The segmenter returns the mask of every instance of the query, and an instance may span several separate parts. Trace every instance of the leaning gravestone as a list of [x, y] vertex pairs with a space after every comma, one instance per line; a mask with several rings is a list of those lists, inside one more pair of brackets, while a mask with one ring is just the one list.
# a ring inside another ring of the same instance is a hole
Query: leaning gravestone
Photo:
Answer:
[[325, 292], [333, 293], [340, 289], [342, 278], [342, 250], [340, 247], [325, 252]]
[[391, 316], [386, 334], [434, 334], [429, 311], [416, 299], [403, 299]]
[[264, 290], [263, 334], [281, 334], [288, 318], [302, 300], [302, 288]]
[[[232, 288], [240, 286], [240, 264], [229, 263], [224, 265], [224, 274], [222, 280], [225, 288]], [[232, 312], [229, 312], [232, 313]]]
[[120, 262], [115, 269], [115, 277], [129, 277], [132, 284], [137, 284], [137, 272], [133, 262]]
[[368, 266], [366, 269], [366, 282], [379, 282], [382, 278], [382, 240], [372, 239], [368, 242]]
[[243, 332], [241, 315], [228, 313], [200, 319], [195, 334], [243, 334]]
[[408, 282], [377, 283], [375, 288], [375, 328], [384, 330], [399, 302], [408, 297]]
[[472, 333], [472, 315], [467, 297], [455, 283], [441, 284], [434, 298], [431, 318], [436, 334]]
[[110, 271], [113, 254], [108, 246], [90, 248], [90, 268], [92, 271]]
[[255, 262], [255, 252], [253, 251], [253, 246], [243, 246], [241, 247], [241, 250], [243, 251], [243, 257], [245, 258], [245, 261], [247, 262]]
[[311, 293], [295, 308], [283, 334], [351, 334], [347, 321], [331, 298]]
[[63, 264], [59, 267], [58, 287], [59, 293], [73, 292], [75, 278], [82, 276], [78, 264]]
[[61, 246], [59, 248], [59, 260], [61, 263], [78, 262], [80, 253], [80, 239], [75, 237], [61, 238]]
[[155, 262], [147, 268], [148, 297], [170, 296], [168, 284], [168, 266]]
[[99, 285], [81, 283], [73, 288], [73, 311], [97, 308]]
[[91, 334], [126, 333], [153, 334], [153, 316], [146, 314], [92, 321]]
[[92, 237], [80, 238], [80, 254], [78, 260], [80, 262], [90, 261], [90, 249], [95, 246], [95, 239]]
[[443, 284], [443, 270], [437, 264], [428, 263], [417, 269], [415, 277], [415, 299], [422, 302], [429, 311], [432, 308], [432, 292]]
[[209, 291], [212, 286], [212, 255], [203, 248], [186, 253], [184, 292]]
== == ==
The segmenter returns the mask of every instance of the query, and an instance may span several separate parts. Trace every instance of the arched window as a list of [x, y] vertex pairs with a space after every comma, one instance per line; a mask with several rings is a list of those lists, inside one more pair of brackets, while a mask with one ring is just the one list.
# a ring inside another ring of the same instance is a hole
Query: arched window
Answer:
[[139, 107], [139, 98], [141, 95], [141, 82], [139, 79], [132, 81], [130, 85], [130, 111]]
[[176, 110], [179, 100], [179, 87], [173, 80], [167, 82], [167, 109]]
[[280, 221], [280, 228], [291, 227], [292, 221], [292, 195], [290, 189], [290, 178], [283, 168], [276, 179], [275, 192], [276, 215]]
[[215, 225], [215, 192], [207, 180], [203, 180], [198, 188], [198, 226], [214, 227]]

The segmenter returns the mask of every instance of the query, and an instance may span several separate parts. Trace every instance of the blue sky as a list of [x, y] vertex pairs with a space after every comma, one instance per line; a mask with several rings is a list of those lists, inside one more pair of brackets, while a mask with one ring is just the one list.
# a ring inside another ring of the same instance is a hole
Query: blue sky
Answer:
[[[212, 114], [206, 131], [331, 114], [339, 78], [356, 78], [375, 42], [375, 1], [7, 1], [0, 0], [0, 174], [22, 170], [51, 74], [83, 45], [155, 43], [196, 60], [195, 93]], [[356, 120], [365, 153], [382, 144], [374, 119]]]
== == ==
WRITTEN PROBLEM - Pull out each line of the material above that contains the word "arched", copying every such line unchanged.

CORRECT RESPONSE -
The segmenter returns the mask of every instance of the query, and an instance may span several separate parts. Trace every instance of the arched window as a list of [x, y] vertex pairs with a space after every comma, one instance per line; a mask with several rings is a list of those lists, inside one more pair of brackets, while a mask with one ring is just the one list.
Query: arched window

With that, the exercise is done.